**WHAT YOU SHOULD DO:** Set down, word for word, the stretch of lines from the one containing "Task: a point for each instance of the sushi" to the end of the records below.

==== EXTRACTED INFORMATION

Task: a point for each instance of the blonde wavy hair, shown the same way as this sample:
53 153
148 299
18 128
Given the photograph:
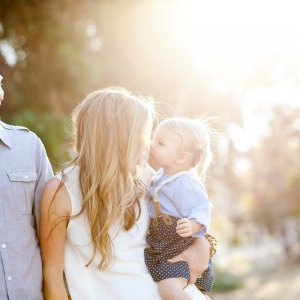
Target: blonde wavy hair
195 134
112 130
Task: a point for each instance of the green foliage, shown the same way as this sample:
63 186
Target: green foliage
50 128
225 281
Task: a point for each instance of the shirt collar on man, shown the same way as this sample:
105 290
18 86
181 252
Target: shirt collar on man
4 136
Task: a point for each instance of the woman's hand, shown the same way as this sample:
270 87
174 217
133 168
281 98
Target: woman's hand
197 257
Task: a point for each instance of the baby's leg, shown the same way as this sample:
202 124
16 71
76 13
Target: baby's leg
172 289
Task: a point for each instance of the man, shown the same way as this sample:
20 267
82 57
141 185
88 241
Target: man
24 170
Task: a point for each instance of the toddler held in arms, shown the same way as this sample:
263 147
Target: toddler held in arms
179 206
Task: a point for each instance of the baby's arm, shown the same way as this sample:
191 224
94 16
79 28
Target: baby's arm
187 227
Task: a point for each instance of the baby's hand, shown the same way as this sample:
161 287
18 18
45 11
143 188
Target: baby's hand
184 227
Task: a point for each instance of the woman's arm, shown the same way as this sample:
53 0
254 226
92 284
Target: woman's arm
197 257
55 210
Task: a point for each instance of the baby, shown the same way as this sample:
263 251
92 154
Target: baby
179 207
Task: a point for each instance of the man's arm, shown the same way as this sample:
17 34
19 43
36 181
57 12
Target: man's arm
44 173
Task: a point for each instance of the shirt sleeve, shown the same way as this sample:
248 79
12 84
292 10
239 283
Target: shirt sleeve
192 201
44 173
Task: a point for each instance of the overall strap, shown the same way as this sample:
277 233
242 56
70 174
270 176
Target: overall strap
167 219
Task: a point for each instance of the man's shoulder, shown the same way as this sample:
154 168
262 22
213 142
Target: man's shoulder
15 129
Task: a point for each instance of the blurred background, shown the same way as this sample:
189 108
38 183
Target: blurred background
238 61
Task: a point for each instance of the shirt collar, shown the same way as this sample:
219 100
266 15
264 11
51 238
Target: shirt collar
4 136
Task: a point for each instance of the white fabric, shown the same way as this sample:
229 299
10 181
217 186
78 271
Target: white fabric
128 278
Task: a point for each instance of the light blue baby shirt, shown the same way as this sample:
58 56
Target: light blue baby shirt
183 197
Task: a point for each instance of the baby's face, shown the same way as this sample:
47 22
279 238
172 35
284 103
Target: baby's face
165 148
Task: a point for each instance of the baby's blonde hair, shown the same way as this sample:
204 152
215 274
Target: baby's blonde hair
195 134
112 130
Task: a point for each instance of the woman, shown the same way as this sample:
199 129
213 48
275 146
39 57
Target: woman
94 216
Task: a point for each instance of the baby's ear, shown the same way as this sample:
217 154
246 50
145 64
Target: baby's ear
182 158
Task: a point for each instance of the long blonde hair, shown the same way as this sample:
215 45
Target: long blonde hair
195 134
112 130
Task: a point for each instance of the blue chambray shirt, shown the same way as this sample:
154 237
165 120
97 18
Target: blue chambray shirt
24 170
183 197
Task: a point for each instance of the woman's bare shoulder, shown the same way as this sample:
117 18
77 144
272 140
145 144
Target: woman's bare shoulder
56 197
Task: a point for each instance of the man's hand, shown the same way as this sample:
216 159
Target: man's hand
197 257
184 227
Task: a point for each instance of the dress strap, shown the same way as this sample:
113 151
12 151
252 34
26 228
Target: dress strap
167 219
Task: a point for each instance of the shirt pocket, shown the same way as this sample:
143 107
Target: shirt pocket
23 185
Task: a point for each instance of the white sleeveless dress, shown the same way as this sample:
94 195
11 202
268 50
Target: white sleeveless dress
128 278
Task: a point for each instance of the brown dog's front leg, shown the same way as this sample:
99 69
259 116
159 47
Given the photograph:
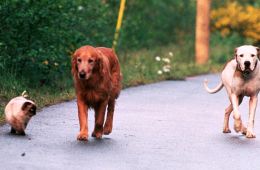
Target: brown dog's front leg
110 114
100 111
83 119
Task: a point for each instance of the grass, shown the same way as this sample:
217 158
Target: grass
141 67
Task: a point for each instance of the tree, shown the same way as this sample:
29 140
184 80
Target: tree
202 31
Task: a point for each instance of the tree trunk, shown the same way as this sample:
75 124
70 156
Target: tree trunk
202 31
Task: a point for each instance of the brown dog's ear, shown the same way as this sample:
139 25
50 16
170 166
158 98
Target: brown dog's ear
235 53
102 63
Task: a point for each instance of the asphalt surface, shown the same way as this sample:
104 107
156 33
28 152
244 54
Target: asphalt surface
167 125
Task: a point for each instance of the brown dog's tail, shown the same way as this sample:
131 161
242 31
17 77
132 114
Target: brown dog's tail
214 90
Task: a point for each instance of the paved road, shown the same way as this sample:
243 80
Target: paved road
167 125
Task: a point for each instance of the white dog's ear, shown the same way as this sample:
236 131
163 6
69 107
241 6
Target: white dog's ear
235 53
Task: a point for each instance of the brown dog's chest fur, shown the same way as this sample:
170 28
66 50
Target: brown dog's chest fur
94 93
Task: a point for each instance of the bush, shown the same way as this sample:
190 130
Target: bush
38 37
235 18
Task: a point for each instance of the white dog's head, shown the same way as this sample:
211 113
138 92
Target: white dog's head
247 57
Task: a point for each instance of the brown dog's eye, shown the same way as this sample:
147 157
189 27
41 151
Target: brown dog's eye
90 61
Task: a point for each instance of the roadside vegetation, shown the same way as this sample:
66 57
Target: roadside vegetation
156 43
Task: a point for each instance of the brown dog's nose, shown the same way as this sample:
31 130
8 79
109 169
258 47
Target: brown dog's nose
247 64
82 74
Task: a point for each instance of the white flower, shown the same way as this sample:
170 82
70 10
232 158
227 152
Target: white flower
158 58
80 8
166 68
166 60
159 72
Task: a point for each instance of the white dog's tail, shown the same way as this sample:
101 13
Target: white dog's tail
214 90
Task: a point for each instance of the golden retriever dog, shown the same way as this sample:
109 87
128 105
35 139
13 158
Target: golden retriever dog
18 113
97 81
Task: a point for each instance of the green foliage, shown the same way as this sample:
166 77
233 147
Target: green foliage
156 23
38 37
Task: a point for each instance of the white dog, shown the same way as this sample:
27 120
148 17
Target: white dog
241 77
18 112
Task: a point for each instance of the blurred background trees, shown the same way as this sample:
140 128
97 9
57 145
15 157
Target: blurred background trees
37 37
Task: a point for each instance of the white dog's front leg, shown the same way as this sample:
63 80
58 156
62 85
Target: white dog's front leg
237 117
252 108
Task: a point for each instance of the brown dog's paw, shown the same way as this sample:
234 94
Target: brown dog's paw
82 136
226 130
97 134
250 134
107 129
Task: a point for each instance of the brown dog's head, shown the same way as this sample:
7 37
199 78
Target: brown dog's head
85 62
29 108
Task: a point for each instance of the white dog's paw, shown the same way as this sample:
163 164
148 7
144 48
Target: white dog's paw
250 134
238 125
226 130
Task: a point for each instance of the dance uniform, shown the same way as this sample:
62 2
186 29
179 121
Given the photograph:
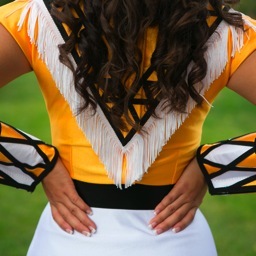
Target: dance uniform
122 176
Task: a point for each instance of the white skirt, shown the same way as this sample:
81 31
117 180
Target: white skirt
122 233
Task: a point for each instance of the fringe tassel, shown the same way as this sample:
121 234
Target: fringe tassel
144 148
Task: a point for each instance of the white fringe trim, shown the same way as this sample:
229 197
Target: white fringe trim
143 148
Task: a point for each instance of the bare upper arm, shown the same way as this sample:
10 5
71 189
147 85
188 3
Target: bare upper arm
13 62
243 81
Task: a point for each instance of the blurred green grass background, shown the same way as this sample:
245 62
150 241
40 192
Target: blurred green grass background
231 218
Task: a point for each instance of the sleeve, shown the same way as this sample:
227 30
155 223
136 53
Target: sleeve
229 166
24 159
242 43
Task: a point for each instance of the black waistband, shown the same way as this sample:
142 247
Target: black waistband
136 197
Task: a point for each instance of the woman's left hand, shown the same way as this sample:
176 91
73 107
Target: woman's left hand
177 210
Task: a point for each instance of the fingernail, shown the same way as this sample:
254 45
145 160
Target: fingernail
176 230
152 225
158 231
86 233
93 230
89 212
156 212
69 231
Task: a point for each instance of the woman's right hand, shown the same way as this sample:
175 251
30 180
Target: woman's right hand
68 210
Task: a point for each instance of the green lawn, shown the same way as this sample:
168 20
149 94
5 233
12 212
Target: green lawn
232 218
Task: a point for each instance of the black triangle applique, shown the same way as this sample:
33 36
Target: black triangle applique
143 86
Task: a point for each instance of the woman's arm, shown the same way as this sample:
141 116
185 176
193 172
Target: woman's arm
13 62
177 209
68 209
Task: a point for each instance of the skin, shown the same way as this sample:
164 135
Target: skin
176 211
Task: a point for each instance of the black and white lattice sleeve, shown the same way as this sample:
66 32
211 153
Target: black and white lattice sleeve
230 166
24 159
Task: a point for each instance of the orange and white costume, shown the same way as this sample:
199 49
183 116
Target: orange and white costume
96 154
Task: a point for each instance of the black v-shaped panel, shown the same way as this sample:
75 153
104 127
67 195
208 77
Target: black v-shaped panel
149 102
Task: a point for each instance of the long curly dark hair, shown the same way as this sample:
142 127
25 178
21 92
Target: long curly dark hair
107 36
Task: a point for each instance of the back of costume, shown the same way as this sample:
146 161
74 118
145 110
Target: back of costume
122 176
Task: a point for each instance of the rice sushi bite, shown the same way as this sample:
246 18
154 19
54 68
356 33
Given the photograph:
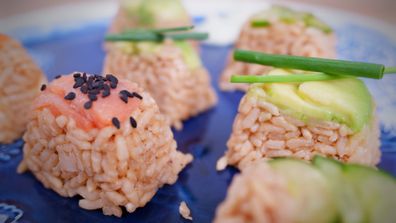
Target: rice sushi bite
101 138
334 118
149 14
279 30
170 70
20 82
288 190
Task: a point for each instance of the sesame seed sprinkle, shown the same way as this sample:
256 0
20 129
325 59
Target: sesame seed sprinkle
70 96
116 122
137 95
88 105
133 122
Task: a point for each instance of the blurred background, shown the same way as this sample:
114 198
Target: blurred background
380 9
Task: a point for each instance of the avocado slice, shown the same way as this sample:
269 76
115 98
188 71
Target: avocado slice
290 16
377 192
189 54
346 101
149 12
309 187
350 208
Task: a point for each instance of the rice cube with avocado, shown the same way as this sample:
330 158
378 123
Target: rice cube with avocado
335 118
101 138
20 82
170 70
290 190
149 13
279 30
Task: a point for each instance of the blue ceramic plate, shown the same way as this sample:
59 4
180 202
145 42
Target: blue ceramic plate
64 49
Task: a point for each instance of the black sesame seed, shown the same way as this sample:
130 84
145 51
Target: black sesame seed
106 90
84 89
137 95
124 92
113 85
78 82
133 122
124 97
92 97
88 105
70 96
94 91
130 95
84 76
116 122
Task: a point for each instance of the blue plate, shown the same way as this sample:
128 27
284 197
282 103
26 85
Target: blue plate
204 136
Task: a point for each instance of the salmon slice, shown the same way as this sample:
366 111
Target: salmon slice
103 110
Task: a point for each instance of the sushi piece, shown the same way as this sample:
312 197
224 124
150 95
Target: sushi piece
335 118
170 70
149 14
287 190
279 30
102 138
20 82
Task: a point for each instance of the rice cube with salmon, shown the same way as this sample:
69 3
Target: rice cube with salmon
102 138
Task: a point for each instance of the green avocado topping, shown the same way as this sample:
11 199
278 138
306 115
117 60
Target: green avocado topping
290 16
345 101
189 54
150 12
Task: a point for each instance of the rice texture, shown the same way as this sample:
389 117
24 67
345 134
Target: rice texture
278 38
258 195
108 167
180 91
20 81
261 131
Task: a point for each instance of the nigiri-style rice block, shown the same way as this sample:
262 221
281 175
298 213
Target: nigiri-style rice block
293 191
20 81
279 30
103 139
334 118
171 71
150 14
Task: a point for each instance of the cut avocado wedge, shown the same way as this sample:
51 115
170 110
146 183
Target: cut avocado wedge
289 16
345 101
189 54
377 192
150 12
330 191
309 188
350 208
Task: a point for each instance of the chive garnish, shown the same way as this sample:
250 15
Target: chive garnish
161 30
189 35
134 36
328 66
175 29
259 23
295 78
157 35
390 70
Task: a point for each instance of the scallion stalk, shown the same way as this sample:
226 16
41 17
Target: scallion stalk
295 78
328 66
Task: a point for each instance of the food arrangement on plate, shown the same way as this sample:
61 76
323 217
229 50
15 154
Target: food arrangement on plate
305 137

========

**TASK ANSWER:**
Task: a point for each instance of the sushi piece, shown the same way as this sample:
312 197
224 124
150 95
Target: sushi piece
335 118
170 70
149 14
287 190
279 30
102 138
20 82
Task: a point for each instance of the rice cube with salmon, shown the same way as this sample:
69 3
Target: rice cube with salmon
102 138
Task: a point for each instance of the green avocado topping, shown the same way as this sample:
11 199
278 138
306 115
117 60
Target: green avocado topping
290 16
345 101
189 54
150 12
Task: a point for each instance of the rice texture, shown the same way as this sample:
389 117
24 67
345 134
Target: rice texture
278 38
258 195
108 167
180 91
20 81
261 131
Task: a point for each instance of the nigiri-style rice block, shown the same way as this sample:
262 221
281 175
298 213
Target: nigiri-style rice block
293 191
20 81
279 30
103 139
334 118
171 71
150 14
Task: a point for each instance of the cut avocado wedge, shown the same way as this sample:
51 115
170 110
146 183
Target: cut avocado wedge
289 16
345 101
189 54
377 192
150 12
330 191
309 188
350 208
Task: a point for each instance of the chive garnish, shown the same way as this sample:
250 15
Target: chive garnish
161 30
189 35
134 36
328 66
175 29
259 23
295 78
157 35
390 70
Task: a point for each instance of the scallion stalk, shown the same way as this sample:
226 16
41 17
Target: scallion stalk
295 78
328 66
Task: a point for each instance of the food arrangement on plate, shown the same way as this sample:
61 76
323 217
229 50
15 154
Target: food arrangement on plate
305 137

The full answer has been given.